Data listing:

- - - -

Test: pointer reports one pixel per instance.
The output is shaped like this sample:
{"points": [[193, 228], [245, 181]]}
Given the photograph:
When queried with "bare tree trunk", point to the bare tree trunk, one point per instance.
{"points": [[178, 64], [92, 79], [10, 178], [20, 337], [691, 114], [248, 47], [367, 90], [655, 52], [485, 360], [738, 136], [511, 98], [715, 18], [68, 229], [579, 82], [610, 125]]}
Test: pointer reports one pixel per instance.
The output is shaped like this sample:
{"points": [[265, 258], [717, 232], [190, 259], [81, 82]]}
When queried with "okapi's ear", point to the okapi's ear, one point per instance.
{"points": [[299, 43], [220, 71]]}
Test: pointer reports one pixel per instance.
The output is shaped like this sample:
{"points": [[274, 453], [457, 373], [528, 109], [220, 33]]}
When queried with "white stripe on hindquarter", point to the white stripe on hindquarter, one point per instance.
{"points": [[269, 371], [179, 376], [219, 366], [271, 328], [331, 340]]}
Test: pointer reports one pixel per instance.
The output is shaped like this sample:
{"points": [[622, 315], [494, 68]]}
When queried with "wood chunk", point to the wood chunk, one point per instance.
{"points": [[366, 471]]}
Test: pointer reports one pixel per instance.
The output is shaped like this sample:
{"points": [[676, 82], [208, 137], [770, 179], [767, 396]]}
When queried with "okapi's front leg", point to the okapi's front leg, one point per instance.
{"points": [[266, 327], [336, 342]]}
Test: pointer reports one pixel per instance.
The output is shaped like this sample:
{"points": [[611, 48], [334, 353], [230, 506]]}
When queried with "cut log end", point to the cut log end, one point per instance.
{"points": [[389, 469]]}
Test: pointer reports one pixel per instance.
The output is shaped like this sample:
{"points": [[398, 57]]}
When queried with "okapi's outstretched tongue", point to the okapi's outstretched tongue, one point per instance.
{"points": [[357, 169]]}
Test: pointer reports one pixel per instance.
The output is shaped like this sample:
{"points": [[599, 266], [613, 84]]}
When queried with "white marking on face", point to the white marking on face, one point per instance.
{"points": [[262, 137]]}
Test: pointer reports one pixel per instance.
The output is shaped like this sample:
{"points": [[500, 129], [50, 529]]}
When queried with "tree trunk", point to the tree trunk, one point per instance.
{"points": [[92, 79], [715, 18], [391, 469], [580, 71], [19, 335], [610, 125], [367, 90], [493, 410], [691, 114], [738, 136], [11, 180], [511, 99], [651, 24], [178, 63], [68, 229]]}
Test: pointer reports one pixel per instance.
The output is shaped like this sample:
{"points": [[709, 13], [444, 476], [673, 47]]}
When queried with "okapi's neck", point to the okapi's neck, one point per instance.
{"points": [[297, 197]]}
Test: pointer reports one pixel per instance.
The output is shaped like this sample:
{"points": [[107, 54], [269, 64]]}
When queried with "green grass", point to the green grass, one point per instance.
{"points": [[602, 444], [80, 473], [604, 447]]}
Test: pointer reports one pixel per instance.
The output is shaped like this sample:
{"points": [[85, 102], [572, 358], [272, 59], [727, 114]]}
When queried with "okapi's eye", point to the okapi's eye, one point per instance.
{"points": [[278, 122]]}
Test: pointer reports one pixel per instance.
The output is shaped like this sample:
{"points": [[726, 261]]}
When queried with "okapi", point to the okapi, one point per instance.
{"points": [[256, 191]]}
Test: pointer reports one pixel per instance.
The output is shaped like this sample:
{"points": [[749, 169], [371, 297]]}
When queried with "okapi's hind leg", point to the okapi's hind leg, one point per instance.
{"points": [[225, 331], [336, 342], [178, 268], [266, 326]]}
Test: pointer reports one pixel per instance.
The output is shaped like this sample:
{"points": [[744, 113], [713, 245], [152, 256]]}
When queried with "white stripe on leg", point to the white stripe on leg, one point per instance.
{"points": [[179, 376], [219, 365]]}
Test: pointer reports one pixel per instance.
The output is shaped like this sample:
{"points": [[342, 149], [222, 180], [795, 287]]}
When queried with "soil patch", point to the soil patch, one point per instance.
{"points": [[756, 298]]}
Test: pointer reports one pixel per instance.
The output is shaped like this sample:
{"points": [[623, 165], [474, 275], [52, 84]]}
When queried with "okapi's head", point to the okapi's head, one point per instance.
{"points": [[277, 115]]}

- - - -

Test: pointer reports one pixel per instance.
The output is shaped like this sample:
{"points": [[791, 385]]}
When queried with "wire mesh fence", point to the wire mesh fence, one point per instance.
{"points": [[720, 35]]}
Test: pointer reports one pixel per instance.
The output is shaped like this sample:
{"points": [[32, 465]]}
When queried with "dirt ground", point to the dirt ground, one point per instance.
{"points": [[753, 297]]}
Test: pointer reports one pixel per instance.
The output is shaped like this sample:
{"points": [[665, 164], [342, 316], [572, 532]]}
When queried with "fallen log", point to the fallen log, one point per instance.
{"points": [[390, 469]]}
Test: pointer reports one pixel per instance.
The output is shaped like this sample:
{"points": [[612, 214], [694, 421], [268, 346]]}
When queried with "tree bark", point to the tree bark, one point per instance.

- - - -

Assignment: Above is a listing; print exactly its lines from the one with "ground, one point per instance." through the one with "bark, one point per instance.", and no other lines.

Reply to the exercise:
When queried with "dirt ground", point to the dirt ground, one point per instance.
{"points": [[753, 297]]}
Test: pointer reports one pixel per instance.
The output is shaped like this sample:
{"points": [[665, 164], [342, 316], [572, 532]]}
When queried with "fallen log", point to the fallen log, one point per instance.
{"points": [[390, 469]]}
Test: pointer reports one pixel per instance.
The output is shaped like this sample:
{"points": [[612, 214], [694, 421], [268, 346]]}
When queried with "tree bark", point to the tree bark, one point per instance.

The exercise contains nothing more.